• [Source passage]
Those are highly unusual perks, considering most are part-time workers who work only when they're available. Also, Teran's company does janitorial, building maintenance and temporary secretarial work, where such benefits are almost unheard of.
But, Teran says, he didn't want to run a business with the kind of very high client and employee turnover that can run as high as 400 percent in his industries.
"In order to deliver the best service we need the best people, and to attract and retain the best people we need to be the best employer," he says.
A growing number of Americans rely on gigs for income — driving a car, writing bits of code, or doing tasks for hire on a project-by-project basis, and this kind of contingent work is spreading to more industries as well. The vast majority of the estimated 54 million to 68 million contingent or independent workers in the U.S. do not receive employee benefits, though some companies and lawmakers are trying to change that.

• [Data lines]
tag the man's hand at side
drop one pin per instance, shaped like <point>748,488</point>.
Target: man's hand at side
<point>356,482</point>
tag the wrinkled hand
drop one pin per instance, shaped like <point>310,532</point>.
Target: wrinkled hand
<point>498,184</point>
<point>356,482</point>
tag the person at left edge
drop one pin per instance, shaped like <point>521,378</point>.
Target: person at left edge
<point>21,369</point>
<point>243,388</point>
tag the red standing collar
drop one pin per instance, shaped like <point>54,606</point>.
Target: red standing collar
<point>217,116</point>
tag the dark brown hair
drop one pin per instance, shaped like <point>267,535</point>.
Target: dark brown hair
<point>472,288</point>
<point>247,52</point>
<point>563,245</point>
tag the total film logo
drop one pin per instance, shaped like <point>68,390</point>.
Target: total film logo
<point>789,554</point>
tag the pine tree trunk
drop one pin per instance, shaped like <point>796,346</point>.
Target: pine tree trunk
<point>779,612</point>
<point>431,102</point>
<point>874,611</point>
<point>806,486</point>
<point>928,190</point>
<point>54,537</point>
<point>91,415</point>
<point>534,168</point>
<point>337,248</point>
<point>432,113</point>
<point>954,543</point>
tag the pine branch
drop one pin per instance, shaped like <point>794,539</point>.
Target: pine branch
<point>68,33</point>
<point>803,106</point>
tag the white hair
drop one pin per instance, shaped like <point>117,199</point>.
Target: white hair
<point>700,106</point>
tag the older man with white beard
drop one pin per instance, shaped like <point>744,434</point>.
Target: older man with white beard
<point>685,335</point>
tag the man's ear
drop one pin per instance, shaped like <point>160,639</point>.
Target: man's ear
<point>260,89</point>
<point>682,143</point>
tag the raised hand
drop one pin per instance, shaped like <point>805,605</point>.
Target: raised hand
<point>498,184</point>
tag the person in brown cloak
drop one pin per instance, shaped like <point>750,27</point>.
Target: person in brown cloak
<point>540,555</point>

• [Work to be completed] Please quote the passage about worker benefits word for word, starting at "But, Teran says, he" and ending at "to change that.".

• [Solved exercise]
But, Teran says, he didn't want to run a business with the kind of very high client and employee turnover that can run as high as 400 percent in his industries.
"In order to deliver the best service we need the best people, and to attract and retain the best people we need to be the best employer," he says.
A growing number of Americans rely on gigs for income — driving a car, writing bits of code, or doing tasks for hire on a project-by-project basis, and this kind of contingent work is spreading to more industries as well. The vast majority of the estimated 54 million to 68 million contingent or independent workers in the U.S. do not receive employee benefits, though some companies and lawmakers are trying to change that.